The Stranger's journey has now come full circle.
Join me in the bright sunshine at When Words Go Free...

There are still stories to be told.
Read them at The Stranger Looks Back.

The Companion

The stranger looked at the lifeless body of his faithful companion of the past four years, and he remembered.

He remembered the day the companion had arrived, looking young and smooth, even though it had already lived over half its life, and he remembered how, when he had first taken a closer look at the companion, he discovered the sordid past that had lain beneath the surface, and how he had painstakingly cleansed the companion of its former sins and given it a fresh start.

He remembered how the companion had been a fellow traveller in some ways, but in so many more ways a guide - a gateway to magical worlds of mystery and wonderment, and, in so many ways, to the world that was his life today.

He remembered the journeys they had taken together to the refugee camps of Africa, the Commonwealth Summit in Trinidad, the wastelands of Russia, Windsor Castle, and other journeys whose stories they had told together. He also remembered the other journeys the companion had joined him on, those whose stories had not yet been told, and which he was now left to tell alone.

*WHAT IS BEING ASKED:*
Answer each question from the passage about the companion:
(a) How many years had the companion been with the stranger?
(b) How much of its life had the companion already lived when it arrived?
(c) In which country was the Commonwealth Summit that the two traveled to?
The lines after this note are separate material, unrelated to the passage about the companion.

*EXTRACTED INFORMATION:*

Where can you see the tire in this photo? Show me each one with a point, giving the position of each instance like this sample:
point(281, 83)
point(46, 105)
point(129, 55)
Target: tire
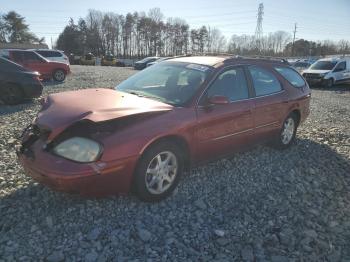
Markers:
point(329, 83)
point(11, 94)
point(156, 178)
point(288, 131)
point(59, 75)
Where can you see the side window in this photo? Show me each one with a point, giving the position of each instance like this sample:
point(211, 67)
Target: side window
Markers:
point(292, 76)
point(17, 56)
point(341, 66)
point(31, 56)
point(231, 83)
point(265, 83)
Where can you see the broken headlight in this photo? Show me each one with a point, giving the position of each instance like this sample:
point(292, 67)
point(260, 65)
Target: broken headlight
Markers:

*RESULT:*
(a) Four years.
(b) Over half its life.
(c) Trinidad.